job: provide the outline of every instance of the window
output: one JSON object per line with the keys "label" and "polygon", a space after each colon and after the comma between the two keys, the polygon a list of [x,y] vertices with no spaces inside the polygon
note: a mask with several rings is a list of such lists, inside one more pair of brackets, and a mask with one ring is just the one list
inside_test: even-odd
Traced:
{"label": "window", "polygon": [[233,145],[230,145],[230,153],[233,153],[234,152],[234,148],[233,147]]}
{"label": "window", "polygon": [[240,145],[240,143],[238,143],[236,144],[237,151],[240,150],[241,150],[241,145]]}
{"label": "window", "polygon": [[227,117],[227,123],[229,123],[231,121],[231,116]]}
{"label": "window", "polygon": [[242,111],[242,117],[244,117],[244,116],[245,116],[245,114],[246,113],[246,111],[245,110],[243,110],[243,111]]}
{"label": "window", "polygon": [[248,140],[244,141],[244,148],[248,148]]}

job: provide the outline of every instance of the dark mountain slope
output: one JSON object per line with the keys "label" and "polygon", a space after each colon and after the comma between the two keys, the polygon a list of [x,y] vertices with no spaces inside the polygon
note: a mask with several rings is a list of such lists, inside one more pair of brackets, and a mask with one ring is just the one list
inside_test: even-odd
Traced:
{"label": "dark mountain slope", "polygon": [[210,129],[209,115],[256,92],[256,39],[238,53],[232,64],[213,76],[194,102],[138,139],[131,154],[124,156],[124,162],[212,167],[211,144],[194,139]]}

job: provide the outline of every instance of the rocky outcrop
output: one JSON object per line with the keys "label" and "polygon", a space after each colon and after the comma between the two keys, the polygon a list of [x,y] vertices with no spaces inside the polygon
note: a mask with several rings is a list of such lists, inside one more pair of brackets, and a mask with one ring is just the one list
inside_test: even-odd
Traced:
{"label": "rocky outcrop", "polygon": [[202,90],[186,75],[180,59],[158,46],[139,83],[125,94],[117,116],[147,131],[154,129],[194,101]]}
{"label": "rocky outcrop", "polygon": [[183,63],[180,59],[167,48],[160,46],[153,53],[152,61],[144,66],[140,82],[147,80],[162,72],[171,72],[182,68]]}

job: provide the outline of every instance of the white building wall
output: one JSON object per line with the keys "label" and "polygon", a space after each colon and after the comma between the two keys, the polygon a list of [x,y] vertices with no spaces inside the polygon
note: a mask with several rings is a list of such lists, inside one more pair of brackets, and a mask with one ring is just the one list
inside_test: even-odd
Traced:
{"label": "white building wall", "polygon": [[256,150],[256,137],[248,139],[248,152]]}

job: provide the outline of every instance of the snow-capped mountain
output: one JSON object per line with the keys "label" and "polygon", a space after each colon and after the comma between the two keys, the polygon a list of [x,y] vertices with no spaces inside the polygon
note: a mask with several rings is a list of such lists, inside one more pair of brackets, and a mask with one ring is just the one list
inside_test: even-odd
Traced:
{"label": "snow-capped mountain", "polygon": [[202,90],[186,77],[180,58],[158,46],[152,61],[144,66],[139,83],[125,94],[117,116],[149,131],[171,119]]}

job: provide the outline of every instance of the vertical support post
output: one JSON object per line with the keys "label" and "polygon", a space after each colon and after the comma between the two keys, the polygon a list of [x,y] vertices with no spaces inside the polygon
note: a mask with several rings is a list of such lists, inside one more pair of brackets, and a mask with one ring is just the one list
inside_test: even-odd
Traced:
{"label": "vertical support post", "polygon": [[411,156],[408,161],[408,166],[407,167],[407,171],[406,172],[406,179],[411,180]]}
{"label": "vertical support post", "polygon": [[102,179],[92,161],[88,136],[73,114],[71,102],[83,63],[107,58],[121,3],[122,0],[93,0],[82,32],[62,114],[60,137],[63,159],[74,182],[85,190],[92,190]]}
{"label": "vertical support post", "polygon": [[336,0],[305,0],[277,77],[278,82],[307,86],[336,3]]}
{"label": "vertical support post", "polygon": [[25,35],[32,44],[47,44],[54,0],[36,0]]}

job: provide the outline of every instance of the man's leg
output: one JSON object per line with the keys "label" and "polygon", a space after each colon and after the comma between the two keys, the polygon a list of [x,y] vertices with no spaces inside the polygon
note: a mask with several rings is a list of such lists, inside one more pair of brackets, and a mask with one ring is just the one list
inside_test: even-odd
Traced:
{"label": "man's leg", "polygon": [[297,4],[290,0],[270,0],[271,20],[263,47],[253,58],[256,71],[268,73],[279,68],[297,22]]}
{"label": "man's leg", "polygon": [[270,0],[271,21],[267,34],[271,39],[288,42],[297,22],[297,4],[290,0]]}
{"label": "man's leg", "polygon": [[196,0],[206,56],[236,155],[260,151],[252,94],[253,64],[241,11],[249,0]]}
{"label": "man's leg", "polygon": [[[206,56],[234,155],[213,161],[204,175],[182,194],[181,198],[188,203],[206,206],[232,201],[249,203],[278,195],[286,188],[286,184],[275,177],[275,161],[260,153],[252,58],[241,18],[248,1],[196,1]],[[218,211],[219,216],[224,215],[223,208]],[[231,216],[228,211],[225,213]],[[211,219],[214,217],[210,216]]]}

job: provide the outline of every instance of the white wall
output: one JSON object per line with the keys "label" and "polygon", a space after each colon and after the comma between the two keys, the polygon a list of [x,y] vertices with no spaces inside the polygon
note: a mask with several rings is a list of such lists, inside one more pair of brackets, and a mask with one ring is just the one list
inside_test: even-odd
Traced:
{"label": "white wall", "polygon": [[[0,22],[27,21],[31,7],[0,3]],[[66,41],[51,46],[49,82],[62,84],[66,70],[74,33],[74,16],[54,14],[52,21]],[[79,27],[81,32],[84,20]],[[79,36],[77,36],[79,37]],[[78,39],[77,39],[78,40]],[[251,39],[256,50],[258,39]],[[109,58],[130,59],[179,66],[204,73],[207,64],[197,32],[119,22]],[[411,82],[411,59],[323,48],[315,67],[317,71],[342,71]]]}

◆ **Exercise goal**
Copy out every line of the items above word for word, from the first to the last, leaving nothing out.

◆ **Correct result**
job: provide the outline of every instance of the window
output: one JSON object per line with the keys "label" and "polygon", a space after each colon and after the comma between the two keys, the polygon a list of [x,y] vertices with no spaces inside the polygon
note: a mask with several rings is a list of such lists, inside one more pair of brackets, and a mask with one ring is just the one list
inside_test: even-odd
Traced:
{"label": "window", "polygon": [[233,145],[230,145],[230,153],[233,153],[234,152],[234,148],[233,147]]}
{"label": "window", "polygon": [[240,145],[240,143],[238,143],[236,144],[237,151],[240,150],[241,150],[241,145]]}
{"label": "window", "polygon": [[227,117],[227,123],[229,123],[231,121],[231,116]]}
{"label": "window", "polygon": [[242,111],[242,117],[244,117],[244,116],[245,116],[245,114],[246,113],[246,111],[245,110],[243,110],[243,111]]}
{"label": "window", "polygon": [[248,140],[244,141],[244,148],[248,148]]}

job: provide the outline of every instance of the dark mountain slope
output: one JSON object per line with the keys "label" and "polygon", a space after each colon and after the comma between the two keys, the polygon a list of [x,y] vertices with no spaces inside the polygon
note: a mask with several rings is a list of such lists, inside one more pair of brackets, and a mask with one ring is just the one list
inside_test: even-odd
Traced:
{"label": "dark mountain slope", "polygon": [[210,129],[209,115],[256,92],[256,39],[238,53],[232,64],[213,76],[194,102],[138,139],[131,154],[124,156],[124,162],[212,167],[211,144],[194,139]]}

job: provide the outline of every instance of the rocky outcrop
output: one JSON object per line with the keys "label" and "polygon", a space after each colon and after the comma between the two keys, the polygon a list of [x,y] vertices with no spaces inside the polygon
note: a mask with several rings is a list of such lists, inside one more pair of brackets, and a mask with one ring is just the one list
inside_test: even-odd
Traced:
{"label": "rocky outcrop", "polygon": [[202,90],[186,75],[180,59],[158,46],[139,83],[125,94],[117,116],[147,131],[154,129],[194,101]]}
{"label": "rocky outcrop", "polygon": [[183,63],[180,59],[167,48],[160,46],[153,53],[152,61],[144,66],[140,82],[147,80],[162,72],[171,72],[182,68]]}

job: provide the outline of every instance of the white building wall
output: one JSON object per line with the keys "label" and "polygon", a space after each colon and after the comma between the two keys, the polygon a list of [x,y] vertices with no spaces inside the polygon
note: a mask with several rings is a list of such lists, inside one more pair of brackets, and a mask with one ring is just the one list
inside_test: even-odd
Traced:
{"label": "white building wall", "polygon": [[256,150],[256,137],[248,139],[248,152]]}

job: provide the outline of every instance of the snow-capped mountain
output: one JSON object per line with the keys "label" and "polygon", a space after each colon and after the comma between the two keys, the polygon a list of [x,y] vertices with no spaces inside the polygon
note: a mask with several rings is a list of such lists, inside one more pair of brackets, and a mask with one ring is just the one list
inside_test: even-odd
Traced:
{"label": "snow-capped mountain", "polygon": [[202,90],[186,77],[180,58],[158,46],[152,61],[144,66],[139,83],[125,94],[117,116],[149,131],[171,119]]}

job: provide the outline of every instance of the vertical support post
output: one JSON object per line with the keys "label" and "polygon", a space after each colon and after the comma between the two keys, the polygon a list of [x,y] vertices with no spaces inside the polygon
note: a mask with several rings is a list of such lists, inside one more pair of brackets, and a mask with one ring is just the one list
inside_test: even-odd
Traced:
{"label": "vertical support post", "polygon": [[411,156],[408,161],[408,166],[407,167],[407,171],[406,172],[406,179],[411,180]]}
{"label": "vertical support post", "polygon": [[102,179],[92,161],[88,136],[73,114],[71,102],[83,63],[107,58],[121,3],[122,0],[93,0],[82,32],[62,114],[60,137],[63,159],[74,182],[85,190],[92,190]]}
{"label": "vertical support post", "polygon": [[336,0],[305,0],[277,77],[278,82],[307,86],[336,3]]}
{"label": "vertical support post", "polygon": [[25,35],[32,44],[47,44],[54,0],[36,0]]}

job: provide the outline of every instance of the man's leg
output: one JSON object per line with the keys "label" and "polygon", a space after each colon and after the comma between the two keys, the polygon a list of [x,y] vertices with no spaces inside the polygon
note: a mask with several rings is a list of such lists, inside one more pair of brackets, and a mask with one ring is just the one list
inside_test: even-odd
Traced:
{"label": "man's leg", "polygon": [[297,4],[290,0],[270,0],[271,20],[263,47],[253,58],[256,71],[268,73],[279,68],[297,22]]}
{"label": "man's leg", "polygon": [[270,0],[271,21],[267,34],[271,39],[288,42],[297,22],[297,4],[290,0]]}
{"label": "man's leg", "polygon": [[196,0],[206,56],[236,155],[260,151],[252,94],[253,64],[241,11],[249,0]]}
{"label": "man's leg", "polygon": [[[206,56],[234,155],[213,161],[204,175],[182,194],[181,198],[188,203],[206,206],[232,201],[249,203],[278,195],[286,188],[286,184],[275,177],[275,161],[260,153],[252,58],[241,18],[248,1],[196,1]],[[218,211],[219,216],[224,215],[223,208]],[[231,216],[228,211],[225,213]],[[211,219],[214,217],[210,216]]]}

job: provide the outline of every instance of the white wall
output: one JSON object per line with the keys "label" and "polygon", a space after each colon and after the comma between the two keys, the polygon a list of [x,y] vertices with no spaces inside the polygon
note: a mask with several rings is a list of such lists, inside one more pair of brackets, and a mask with one ring is just the one list
inside_test: even-odd
Traced:
{"label": "white wall", "polygon": [[[0,22],[27,21],[31,7],[0,3]],[[66,41],[51,46],[49,82],[62,84],[66,70],[74,33],[74,16],[54,14],[52,21]],[[79,27],[81,32],[84,20]],[[79,36],[77,36],[79,37]],[[78,39],[77,39],[78,40]],[[251,39],[256,50],[258,39]],[[109,58],[130,59],[179,66],[204,73],[207,64],[197,32],[119,22]],[[411,82],[411,59],[323,48],[315,67],[317,71],[342,71]]]}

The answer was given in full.